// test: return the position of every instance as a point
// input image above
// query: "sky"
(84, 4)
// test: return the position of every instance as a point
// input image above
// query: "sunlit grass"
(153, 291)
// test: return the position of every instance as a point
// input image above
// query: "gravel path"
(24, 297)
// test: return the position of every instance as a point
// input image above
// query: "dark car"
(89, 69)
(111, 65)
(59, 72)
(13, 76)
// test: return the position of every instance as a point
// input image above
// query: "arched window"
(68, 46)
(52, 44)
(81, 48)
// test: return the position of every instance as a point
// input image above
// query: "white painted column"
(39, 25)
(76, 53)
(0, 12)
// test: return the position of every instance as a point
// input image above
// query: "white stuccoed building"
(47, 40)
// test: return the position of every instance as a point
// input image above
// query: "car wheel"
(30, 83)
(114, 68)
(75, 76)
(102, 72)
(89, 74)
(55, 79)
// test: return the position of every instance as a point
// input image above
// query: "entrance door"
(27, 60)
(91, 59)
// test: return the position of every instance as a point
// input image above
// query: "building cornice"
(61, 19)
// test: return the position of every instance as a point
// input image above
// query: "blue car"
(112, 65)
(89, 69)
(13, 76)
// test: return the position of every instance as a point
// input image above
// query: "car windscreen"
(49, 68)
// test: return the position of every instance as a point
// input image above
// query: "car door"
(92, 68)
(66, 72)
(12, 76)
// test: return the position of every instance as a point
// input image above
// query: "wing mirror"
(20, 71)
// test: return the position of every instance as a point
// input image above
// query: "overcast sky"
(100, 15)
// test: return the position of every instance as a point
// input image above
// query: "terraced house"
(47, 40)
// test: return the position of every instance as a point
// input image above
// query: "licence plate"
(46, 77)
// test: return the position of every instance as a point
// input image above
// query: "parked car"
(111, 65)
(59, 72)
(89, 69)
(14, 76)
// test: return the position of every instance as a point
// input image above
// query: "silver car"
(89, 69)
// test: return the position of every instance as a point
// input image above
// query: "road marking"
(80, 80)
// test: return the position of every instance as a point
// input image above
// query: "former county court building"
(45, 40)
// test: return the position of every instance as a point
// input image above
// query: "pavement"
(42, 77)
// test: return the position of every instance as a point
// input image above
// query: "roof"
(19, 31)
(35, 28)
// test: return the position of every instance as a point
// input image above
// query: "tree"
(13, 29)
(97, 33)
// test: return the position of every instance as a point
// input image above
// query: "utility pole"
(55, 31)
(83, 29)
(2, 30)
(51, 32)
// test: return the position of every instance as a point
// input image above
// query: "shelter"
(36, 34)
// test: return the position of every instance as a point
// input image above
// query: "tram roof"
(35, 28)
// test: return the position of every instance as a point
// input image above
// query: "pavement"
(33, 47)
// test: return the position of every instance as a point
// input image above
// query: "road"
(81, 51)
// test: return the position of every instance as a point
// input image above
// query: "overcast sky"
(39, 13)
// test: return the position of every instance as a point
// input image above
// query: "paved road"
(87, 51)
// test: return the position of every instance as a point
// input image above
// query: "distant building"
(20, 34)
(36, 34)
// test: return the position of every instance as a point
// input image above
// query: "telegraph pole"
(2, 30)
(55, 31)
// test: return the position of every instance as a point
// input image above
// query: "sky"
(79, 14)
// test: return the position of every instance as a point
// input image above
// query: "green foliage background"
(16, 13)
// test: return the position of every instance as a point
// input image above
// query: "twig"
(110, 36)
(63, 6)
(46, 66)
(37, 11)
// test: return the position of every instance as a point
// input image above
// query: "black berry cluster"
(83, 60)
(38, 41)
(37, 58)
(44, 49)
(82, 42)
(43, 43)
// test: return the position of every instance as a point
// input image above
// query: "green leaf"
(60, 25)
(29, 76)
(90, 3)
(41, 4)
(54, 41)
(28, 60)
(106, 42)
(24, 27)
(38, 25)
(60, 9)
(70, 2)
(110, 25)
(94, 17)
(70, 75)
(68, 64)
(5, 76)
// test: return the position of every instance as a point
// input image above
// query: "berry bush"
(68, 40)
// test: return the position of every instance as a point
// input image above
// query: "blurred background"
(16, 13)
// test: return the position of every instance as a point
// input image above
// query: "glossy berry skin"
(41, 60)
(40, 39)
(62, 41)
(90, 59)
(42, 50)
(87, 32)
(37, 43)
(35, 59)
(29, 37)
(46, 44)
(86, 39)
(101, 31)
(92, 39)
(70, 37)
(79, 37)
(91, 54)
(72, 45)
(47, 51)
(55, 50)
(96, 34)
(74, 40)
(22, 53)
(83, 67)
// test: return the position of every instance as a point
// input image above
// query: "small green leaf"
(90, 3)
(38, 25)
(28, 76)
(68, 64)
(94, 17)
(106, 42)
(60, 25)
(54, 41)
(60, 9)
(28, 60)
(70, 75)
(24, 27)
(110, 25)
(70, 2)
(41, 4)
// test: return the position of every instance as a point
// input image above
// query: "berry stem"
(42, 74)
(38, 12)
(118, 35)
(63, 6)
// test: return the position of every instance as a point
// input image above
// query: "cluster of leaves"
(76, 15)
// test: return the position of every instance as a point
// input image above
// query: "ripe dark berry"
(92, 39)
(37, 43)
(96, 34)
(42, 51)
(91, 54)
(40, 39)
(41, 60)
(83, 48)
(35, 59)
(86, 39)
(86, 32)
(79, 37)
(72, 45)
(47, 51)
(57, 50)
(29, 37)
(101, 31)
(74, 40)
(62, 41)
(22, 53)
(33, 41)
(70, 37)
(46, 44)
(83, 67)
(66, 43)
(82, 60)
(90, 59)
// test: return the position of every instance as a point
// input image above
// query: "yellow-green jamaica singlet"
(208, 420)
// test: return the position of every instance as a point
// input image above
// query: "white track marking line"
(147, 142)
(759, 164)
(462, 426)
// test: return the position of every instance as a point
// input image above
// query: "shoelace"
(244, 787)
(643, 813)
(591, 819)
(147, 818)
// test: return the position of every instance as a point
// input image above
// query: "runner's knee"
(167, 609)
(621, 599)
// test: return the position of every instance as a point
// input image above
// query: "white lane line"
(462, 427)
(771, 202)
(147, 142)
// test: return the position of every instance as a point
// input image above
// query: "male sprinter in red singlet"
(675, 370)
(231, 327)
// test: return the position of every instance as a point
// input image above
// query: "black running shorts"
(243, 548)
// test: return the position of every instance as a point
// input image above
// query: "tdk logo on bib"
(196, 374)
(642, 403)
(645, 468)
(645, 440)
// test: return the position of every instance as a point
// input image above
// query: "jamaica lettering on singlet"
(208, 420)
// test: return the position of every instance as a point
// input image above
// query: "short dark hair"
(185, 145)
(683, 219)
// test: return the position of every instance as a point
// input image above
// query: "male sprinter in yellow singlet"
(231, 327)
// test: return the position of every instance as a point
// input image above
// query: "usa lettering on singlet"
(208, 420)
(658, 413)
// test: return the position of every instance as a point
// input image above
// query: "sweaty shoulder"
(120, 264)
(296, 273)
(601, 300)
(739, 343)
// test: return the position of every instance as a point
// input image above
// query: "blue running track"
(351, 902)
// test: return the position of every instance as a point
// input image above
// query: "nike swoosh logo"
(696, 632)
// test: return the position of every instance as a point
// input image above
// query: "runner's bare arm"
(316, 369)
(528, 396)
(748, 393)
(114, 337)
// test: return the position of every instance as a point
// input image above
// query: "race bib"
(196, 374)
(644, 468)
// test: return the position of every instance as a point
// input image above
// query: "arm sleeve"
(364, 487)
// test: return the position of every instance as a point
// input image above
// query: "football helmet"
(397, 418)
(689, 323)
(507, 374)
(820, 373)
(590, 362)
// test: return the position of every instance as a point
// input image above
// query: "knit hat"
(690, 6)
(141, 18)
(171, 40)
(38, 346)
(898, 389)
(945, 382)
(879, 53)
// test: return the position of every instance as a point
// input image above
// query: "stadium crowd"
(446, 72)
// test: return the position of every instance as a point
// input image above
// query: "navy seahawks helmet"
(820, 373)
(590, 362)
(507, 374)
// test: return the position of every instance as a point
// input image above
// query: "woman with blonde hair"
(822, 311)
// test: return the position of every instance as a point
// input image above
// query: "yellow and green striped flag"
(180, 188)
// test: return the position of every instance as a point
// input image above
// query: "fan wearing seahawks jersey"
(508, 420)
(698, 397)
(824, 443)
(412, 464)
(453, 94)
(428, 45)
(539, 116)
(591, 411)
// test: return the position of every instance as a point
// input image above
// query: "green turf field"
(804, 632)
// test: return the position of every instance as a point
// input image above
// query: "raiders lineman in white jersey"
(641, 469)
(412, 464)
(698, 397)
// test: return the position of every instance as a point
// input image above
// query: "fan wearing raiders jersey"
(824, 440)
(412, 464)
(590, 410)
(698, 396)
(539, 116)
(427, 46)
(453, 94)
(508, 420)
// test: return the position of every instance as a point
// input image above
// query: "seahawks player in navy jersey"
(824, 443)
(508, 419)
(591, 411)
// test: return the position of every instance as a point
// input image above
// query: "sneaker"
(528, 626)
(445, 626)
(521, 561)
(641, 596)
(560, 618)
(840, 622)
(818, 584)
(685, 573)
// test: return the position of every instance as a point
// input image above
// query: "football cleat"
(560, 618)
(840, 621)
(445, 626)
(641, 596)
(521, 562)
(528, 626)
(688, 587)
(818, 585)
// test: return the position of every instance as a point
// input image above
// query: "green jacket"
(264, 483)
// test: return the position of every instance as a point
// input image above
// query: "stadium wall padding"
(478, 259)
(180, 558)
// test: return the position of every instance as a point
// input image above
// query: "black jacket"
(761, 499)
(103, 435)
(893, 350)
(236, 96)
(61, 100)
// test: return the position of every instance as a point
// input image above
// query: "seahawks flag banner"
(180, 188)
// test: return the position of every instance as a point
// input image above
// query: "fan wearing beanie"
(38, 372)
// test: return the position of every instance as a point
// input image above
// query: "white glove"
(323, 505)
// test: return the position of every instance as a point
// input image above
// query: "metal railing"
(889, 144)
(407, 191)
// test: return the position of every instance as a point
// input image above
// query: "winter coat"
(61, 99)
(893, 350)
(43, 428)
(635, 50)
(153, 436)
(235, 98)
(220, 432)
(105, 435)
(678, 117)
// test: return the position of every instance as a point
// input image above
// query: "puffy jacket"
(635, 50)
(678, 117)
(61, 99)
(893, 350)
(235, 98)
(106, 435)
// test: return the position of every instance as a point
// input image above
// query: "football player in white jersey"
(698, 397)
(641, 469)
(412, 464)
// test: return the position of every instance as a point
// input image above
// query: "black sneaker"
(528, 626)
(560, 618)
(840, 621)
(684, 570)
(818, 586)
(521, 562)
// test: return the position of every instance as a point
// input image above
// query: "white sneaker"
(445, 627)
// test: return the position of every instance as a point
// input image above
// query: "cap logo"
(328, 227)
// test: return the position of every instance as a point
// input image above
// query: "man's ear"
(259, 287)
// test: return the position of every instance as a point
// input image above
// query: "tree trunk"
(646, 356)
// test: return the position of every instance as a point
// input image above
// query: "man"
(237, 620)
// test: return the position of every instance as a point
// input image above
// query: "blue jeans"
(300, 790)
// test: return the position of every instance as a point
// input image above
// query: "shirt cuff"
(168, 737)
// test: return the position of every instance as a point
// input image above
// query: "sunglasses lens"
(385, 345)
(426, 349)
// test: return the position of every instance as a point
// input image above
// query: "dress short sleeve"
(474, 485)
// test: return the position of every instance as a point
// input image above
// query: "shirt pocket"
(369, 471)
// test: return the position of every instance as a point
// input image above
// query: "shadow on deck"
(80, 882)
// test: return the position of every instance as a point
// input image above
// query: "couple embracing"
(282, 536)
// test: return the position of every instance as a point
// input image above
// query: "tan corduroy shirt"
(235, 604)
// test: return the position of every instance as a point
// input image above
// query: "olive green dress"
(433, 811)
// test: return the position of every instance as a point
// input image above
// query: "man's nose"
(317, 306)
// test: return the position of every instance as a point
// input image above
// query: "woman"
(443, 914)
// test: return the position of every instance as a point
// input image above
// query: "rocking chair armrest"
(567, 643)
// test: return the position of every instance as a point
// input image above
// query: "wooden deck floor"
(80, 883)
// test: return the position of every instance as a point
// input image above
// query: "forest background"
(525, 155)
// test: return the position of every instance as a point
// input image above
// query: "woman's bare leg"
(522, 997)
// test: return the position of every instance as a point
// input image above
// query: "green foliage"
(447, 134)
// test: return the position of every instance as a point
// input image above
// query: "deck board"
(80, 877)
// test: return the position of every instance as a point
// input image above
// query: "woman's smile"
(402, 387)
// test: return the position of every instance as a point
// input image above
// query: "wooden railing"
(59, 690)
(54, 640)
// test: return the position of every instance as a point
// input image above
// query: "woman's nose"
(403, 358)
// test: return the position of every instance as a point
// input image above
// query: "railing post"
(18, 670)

-------

### [THE REQUEST]
Display each line of the data that contains the word "dress".

### [EXERCISE RESPONSE]
// query: "dress short sleeve"
// query: "olive green dress"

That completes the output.